Stated goal A: According to the message below, which cartridge tape drives does HPDrive support natively?

Text passage:
On Monday, January 25, 2010 at 14:02, Glen Slick wrote:
I wonder what it would take to get something like the
HPDrive emulator
setup for HP-IB tape drives. I have an HP A900 but no boot/install
tapes, and even if I had them I don't have any HP-IB tape drives.
Caveat: to my knowledge, HPDrive has not been tested on an A-Series. It
may work, though, as it's been tested extensively on the MEF-Series and on
the HP 64000 logic development system.
HPDrive natively supports the 9144A and 9145A cartridge tape drives. If
you have an HP-IB disc drive, you should be able to add an emulated CTD
using HPDrive.
To emulate both a disc and a tape drive, or a disc/tape combination drive
such as the 7912, you'd need two GPIB cards and two copies of HPDrive
running on the host platform, as the disc and tape units each would have
their own HP-IB addresses. HPDrive emulates the 7912 natively, but without
the embedded tape unit, as I understand.

(Recorded data)
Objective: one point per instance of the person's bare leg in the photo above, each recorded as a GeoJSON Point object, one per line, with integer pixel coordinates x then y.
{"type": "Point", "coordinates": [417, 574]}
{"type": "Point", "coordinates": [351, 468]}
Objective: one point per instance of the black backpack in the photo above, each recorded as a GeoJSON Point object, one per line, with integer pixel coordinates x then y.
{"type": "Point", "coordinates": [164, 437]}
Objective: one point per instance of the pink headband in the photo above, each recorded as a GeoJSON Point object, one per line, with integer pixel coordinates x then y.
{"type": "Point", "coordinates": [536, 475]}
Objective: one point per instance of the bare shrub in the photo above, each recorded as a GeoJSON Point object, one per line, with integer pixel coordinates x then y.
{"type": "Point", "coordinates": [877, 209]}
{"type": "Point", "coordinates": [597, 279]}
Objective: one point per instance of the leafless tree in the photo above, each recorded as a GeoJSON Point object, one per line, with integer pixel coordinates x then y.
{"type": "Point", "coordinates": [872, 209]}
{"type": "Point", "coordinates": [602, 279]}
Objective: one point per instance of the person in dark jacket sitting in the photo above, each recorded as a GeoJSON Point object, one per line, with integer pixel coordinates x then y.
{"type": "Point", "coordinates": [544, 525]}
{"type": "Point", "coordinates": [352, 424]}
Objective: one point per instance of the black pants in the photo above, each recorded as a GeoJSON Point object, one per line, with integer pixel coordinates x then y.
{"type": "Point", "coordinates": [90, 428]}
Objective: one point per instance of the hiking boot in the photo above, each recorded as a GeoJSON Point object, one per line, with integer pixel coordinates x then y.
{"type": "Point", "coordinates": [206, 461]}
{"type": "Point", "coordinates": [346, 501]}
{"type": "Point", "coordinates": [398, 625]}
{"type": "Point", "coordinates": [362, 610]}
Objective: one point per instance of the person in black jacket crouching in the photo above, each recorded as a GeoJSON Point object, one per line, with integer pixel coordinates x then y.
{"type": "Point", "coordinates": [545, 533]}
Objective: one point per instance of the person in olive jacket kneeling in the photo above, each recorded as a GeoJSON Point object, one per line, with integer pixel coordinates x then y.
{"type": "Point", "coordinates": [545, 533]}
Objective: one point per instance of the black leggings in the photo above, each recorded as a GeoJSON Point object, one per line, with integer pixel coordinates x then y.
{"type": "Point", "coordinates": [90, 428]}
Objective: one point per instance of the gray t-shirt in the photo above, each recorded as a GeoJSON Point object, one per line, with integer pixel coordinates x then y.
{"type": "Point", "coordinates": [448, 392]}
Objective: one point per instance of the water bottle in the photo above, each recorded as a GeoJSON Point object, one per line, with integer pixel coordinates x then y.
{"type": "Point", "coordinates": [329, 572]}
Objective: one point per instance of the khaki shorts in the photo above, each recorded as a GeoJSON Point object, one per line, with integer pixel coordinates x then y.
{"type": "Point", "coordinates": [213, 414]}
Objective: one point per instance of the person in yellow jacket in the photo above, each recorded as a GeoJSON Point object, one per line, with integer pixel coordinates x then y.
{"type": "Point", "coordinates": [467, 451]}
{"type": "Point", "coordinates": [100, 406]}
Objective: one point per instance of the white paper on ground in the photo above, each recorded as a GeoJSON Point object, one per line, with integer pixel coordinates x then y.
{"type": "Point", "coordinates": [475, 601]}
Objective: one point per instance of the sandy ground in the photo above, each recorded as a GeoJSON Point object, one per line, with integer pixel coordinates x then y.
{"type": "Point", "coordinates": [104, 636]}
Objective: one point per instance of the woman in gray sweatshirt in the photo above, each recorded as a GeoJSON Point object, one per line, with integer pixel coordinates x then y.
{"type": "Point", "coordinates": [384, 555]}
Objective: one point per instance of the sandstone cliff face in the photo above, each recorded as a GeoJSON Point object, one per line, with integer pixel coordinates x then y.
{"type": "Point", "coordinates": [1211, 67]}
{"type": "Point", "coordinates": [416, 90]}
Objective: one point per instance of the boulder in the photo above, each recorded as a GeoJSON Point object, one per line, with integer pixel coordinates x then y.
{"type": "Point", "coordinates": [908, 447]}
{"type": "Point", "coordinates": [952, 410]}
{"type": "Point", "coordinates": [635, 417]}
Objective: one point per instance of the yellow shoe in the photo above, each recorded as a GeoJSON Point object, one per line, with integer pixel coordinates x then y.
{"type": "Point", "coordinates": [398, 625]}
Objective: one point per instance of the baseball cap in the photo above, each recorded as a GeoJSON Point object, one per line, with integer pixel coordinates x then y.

Stated goal B: From the rows above, select every line that contains the string "gray".

Complete answer A: The 9144A and 9145A cartridge tape drives.

Complete answer B:
Objective: one point per instance of the gray t-shirt in the photo above, each recorded as a GeoJSON Point object, one per line, with integer pixel coordinates x then y.
Objective: one point per instance of the woman in gray sweatshirt in the photo above, each recorded as a GeoJSON Point object, one per line, with integer pixel coordinates x then y.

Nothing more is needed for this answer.